#### Extrait du texte:
Dispositions législatives

[8]      L'alinéa 56(1)v) de la partie I de la Loi prévoit ce qui suit :

56(1) Sans préjudice de la portée générale de l'article 3, sont à inclure dans le calcul du revenu d'un contribuable pour une année d'imposition : [...]

v) Indemnité d'accident du travail - une indemnité reçue en vertu d'une loi sur les accidents du travail du Canada ou d'une province à l'égard d'une blessure, d'une invalidité ou d'un décès;

Le paragraphe 180.2(2) de la partie 1.2 de la Loi prévoit ce qui suit :

180.2(2) Impôt payable. Tout particulier doit payer, en vertu de la présente partie pour chaque année d'imposition, un impôt égal au résultat du calcul suivant :

A(1 - B)

A

représente le moins élevé des montants suivants :

a)     l'excédent éventuel du total visé au sous-alinéa (i) sur le montant visé au sous-alinéa (ii) :

(i)     le total des montants représentant chacun le montant, inclus dans le calcul de son revenu pour l'année en vertu de la partie I, d'une pension, d'un supplément ou d'une allocation à l'époux ou conjoint de fait prévu par la Loi sur la sécurité de la vieillesse,

(ii)    le montant d'une déduction permise en vertu du sous-alinéa 60n)(i) dans le calcul du revenu du particulier en vertu de la partie I pour l'année,

b)     le montant correspondant à 15 % de l'excédent éventuel de son revenu modifié pour l'année sur 50 000 $;

B      le taux de l'impôt payable par lui en vertu de la partie XIII sur les montants visés à l'alinéa a) de l'élément A.

Observations des parties

[9]      L'essentiel des observations de M. Miner est que la récupération appliquée dans ces circonstances est injuste. Si le décès du père de M. Miner était attribuable à la silicose, Mme Miner avait droit aux prestations de survivant de 1 200 $ par mois depuis 1992. Si ces montants avaient été versés tous les mois comme l'exige la loi, il n'y aurait pas eu récupération des prestations de Sécurité de la Vieillesse en vertu du paragraphe 180.2(2) parce que le revenu de Mme Miner en 2001 n'aurait pas dépassé le montant maximum.

[10]     L'avocate de la Couronne compatit à la cause de M. Miner, mais elle soutient que la récupération est clairement prévue par la loi. L'avocate a cité deux décisions de la Cour de l'impôt qui appuient cette position, les affaires Poulin c. La Reine[3] et Bongiovanni c. R.[4].

[11]     L'avocate a également soutenu que le principe d'irrecevabilité ne devrait pas s'appliquer et a fait mention des principes établis par la Cour suprême du Canada dans l'affaire Canadian Superior Oil Ltd. c. Paddon-Hughes Development Co.[5]et par le juge Bowman (tel était alors son titre) dans l'affaire Goldstein c. La Reine[6].

#### Données:
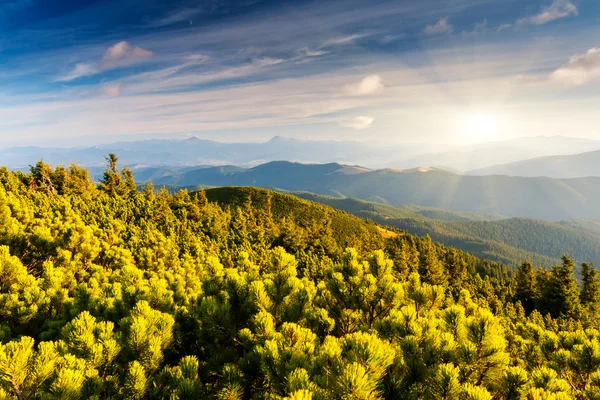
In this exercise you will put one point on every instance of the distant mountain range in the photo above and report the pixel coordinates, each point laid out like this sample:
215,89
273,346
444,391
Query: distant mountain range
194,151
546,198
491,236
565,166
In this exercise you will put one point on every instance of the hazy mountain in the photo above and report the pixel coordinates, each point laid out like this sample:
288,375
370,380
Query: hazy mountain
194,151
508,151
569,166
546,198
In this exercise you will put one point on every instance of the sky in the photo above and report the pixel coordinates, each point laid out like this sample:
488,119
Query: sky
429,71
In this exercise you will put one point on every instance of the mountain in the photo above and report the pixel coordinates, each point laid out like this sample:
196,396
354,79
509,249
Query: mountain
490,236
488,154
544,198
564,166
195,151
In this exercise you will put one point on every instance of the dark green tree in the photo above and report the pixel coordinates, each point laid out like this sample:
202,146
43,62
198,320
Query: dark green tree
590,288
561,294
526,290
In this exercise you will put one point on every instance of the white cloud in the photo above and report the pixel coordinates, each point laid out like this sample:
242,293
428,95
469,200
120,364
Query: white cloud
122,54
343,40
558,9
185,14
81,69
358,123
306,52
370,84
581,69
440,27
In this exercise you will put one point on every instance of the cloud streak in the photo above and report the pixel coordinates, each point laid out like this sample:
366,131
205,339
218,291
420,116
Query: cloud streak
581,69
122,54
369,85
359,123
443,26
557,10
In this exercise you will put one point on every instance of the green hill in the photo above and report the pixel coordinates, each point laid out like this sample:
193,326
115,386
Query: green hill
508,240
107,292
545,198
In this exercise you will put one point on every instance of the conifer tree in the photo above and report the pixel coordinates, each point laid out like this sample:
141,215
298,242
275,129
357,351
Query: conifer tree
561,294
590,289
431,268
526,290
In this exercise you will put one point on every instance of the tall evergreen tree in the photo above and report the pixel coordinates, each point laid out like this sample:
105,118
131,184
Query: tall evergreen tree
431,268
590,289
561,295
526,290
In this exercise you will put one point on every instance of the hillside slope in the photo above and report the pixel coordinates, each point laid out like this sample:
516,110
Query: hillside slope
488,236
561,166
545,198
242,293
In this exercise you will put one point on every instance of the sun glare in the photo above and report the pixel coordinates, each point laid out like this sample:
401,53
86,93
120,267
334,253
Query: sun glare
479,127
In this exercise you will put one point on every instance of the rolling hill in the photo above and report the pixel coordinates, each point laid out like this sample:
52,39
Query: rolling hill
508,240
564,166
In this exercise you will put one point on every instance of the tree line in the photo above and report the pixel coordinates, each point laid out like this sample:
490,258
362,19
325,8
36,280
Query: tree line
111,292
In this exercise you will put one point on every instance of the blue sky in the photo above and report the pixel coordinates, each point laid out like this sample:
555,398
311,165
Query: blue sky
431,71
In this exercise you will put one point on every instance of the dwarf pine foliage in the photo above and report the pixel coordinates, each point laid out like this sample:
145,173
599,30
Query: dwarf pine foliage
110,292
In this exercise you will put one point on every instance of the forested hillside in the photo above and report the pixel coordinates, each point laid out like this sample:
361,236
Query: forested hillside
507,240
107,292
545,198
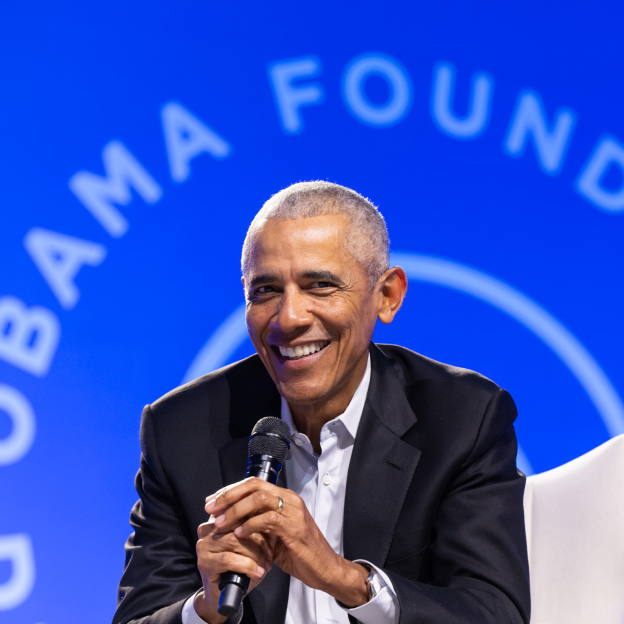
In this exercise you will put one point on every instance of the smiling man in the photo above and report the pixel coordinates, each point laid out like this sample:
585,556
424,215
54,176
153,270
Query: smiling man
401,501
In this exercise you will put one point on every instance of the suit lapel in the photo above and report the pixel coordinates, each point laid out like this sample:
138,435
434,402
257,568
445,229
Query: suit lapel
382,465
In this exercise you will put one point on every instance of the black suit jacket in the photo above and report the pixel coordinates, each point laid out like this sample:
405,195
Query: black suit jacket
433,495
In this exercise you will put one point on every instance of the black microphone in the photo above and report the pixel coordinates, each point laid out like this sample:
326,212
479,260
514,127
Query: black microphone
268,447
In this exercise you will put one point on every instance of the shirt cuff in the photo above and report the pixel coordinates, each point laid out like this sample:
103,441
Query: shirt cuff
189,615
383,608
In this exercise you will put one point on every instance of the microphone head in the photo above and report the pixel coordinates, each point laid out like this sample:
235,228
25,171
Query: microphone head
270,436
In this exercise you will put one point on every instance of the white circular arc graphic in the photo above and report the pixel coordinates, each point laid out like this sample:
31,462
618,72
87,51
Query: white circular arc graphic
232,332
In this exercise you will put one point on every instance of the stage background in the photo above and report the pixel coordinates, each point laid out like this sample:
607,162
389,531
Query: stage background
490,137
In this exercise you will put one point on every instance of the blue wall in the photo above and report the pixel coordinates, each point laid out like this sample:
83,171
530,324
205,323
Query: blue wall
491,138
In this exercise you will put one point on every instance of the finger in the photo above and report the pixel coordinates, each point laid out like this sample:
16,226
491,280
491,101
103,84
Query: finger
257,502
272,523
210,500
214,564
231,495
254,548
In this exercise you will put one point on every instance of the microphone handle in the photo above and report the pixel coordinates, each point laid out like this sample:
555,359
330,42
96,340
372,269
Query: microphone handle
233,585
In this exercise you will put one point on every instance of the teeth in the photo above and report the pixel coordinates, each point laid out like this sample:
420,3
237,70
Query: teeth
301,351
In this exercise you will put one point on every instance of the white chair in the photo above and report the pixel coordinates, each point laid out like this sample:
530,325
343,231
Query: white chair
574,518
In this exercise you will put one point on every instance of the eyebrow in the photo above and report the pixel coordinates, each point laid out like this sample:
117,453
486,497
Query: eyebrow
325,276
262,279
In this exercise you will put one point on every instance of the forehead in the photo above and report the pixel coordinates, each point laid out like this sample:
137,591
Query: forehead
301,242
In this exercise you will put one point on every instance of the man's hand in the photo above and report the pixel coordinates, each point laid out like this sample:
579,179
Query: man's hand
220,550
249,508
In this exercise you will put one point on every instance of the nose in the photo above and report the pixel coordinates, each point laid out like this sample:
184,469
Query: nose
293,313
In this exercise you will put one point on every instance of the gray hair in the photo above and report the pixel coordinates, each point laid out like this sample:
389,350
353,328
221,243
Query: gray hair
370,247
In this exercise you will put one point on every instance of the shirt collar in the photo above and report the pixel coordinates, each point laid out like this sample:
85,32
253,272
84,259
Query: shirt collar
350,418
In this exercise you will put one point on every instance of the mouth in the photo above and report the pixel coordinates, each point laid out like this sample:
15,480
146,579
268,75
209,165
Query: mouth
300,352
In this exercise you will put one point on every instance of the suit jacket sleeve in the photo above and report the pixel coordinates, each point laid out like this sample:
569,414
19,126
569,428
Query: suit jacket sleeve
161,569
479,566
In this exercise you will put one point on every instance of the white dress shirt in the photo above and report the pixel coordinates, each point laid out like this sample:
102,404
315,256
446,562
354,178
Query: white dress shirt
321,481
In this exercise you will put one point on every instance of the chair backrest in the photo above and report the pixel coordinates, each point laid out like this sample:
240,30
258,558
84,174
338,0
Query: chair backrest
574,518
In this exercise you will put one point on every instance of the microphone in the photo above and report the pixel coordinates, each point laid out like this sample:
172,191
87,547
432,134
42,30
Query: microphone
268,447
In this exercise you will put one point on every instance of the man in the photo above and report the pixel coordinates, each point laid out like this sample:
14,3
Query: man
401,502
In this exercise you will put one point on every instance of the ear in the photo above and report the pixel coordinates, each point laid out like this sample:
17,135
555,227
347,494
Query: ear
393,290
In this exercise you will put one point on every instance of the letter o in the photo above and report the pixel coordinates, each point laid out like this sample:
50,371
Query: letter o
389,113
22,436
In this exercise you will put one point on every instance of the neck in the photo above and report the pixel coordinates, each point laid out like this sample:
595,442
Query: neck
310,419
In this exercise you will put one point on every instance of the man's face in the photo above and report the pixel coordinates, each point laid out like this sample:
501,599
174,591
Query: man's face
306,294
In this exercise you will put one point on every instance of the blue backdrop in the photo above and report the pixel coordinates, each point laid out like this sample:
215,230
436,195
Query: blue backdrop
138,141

==

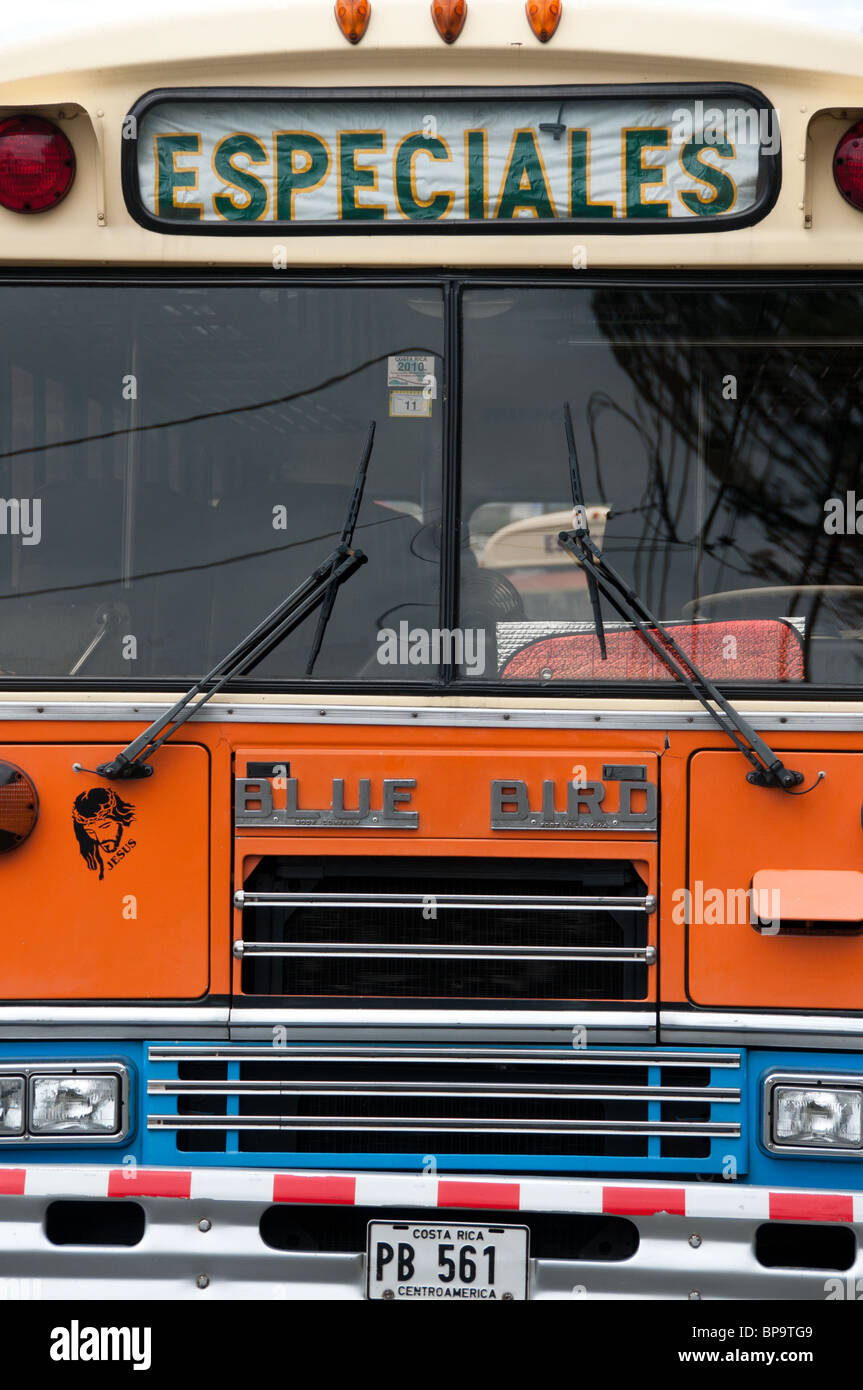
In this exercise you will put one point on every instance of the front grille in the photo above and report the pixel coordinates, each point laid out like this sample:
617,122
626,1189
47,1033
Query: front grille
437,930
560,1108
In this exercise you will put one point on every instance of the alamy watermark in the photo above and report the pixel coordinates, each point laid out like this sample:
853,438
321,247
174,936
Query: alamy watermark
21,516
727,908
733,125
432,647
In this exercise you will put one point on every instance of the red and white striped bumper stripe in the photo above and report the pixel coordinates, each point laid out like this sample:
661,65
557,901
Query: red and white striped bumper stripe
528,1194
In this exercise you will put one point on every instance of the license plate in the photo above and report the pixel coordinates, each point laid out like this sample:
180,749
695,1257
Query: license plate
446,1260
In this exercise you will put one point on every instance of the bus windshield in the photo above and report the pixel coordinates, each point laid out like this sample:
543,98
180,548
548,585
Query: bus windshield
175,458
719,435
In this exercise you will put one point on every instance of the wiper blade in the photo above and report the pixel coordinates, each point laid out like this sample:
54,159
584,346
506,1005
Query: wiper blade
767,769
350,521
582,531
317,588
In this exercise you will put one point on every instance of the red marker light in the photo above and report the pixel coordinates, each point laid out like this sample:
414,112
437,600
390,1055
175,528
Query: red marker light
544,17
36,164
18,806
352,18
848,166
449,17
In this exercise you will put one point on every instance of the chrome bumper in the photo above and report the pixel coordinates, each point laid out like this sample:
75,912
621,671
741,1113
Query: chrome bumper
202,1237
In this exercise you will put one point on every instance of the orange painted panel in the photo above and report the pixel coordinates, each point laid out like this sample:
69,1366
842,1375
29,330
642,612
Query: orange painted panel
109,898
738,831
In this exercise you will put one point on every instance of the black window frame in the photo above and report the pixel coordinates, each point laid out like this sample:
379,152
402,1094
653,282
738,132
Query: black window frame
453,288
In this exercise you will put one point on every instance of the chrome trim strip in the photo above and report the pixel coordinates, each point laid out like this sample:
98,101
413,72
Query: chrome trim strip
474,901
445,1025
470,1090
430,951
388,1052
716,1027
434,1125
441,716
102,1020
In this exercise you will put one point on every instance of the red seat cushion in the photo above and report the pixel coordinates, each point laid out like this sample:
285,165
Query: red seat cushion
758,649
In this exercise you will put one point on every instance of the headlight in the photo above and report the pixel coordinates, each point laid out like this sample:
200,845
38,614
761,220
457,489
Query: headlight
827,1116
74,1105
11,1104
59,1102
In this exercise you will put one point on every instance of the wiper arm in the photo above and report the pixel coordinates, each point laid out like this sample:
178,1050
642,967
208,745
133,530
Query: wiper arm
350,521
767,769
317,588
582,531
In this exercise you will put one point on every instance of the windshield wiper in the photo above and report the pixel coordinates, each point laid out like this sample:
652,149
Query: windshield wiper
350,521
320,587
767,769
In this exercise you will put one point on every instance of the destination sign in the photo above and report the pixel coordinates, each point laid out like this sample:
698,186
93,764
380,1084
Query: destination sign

#### Consignes:
(A) Recopiez le passage de l'extrait qui va de « b)     le montant » jusqu'à « de l'élément A. ».
(B) D'après l'extrait, depuis quelle année Mme Miner avait-elle droit aux prestations de survivant ?

#### Réponses:
(A)
b)     le montant correspondant à 15 % de l'excédent éventuel de son revenu modifié pour l'année sur 50 000 $;

B      le taux de l'impôt payable par lui en vertu de la partie XIII sur les montants visés à l'alinéa a) de l'élément A.

(B) Depuis 1992.